Elon Musk shared a few updates on Neuralink, including that the company is still on track for human trials by the end of 2022.
In February 2021, Musk shared that Neuralink was working “super hard” to make its brain implant safe. He also stated that Neuralink was closely communicating with the FDA to start initial human trials later that year. However, 2021 passed with no human trials. Earlier this year, Neuralink opened jobs for a Clinical Trial Director and Clinical Trial Coordinator, which suggested that the company is closer to testings its device on humans.
Recently, Musk noted that Neuralink might be able to address morbid obesity. The first time Musk broached the topic was during his TED interview with Chris Anderson. He told Anderson that Neuralink would focus on solving brain and spinal injuries within the next decade.
“We’re working on bridging broken links between brain & body. Neuralinks in motor & Sensory cortex riding past weak/broken links in neck/spine to Neuralinks in spinal cord should theoretically be able to restore full body functionality,” Elon Musk said in response to a Teslarati article.
Musk also told Anderson that the Neuralink device could address health conditions like morbid obesity in the long run. Professor Andrew Jackson from Newcastle University — and an expert in neural interfaces — noted that Musk’s claims about Neuralink are probable. Jackson specifically stated that Neuralink implants are less invasive than other morbid obesity treatments.
Musk enumerated Neuralink’s main focuses to reach its current goals. He noted an “electronics/mechanical/software engineering problem” with the Neuralink implant. The SpaceX CEO compared the problem with the complexity of a smartwatch, which he admitted is not easy. Musk invited anyone who has experience in engineering and manufacturing smartwatches or phones to join Neuralink because their skills are “directly applicable.”
The Tesla CEO also highlighted that Neuralink is in the midst of developing its surgical robot, which is essential to linking the implant with the brain. Musk noted that the surgical robot is comparable to a state-of-the-art computer numerical control (CNC) machine.

Information given

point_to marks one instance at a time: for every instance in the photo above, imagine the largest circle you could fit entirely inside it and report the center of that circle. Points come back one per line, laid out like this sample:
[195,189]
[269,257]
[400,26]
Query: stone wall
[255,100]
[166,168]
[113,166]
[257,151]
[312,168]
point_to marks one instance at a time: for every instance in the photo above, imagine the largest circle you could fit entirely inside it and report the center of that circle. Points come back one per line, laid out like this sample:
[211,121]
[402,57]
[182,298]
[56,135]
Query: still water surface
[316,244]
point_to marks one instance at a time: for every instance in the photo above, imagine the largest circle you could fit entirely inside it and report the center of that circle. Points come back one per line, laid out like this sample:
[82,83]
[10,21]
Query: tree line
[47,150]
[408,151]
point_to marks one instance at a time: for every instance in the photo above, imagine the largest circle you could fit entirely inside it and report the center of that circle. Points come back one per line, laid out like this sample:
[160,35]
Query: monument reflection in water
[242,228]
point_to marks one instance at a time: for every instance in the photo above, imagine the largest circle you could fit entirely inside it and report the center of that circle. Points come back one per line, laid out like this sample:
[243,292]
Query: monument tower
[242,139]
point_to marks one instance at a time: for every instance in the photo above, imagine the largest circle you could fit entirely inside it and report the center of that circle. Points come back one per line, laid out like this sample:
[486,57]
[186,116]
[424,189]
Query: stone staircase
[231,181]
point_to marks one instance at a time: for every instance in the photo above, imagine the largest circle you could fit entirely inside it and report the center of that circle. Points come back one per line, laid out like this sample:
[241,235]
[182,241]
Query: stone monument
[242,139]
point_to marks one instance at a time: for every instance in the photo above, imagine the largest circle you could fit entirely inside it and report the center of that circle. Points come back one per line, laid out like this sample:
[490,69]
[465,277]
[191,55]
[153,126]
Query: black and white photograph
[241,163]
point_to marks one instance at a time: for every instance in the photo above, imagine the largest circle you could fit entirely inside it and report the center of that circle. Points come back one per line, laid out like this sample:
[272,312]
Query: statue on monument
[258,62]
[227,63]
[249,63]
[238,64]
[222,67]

Problem 1
Please list every person named in the Neuralink article.
Problem 2
Rewrite the Neuralink article starting with "In February 2021, Musk" and going on through "device on humans.", substituting "Food and Drug Administration" for "FDA".
Problem 3
According to the Neuralink article, what machine does Musk say the surgical robot is comparable to?
The records have no connection to the Neuralink article.

Response 1
Elon Musk, Chris Anderson, Andrew Jackson

Response 2
In February 2021, Musk shared that Neuralink was working “super hard” to make its brain implant safe. He also stated that Neuralink was closely communicating with the Food and Drug Administration to start initial human trials later that year. However, 2021 passed with no human trials. Earlier this year, Neuralink opened jobs for a Clinical Trial Director and Clinical Trial Coordinator, which suggested that the company is closer to testings its device on humans.

Response 3
A state-of-the-art computer numerical control (CNC) machine.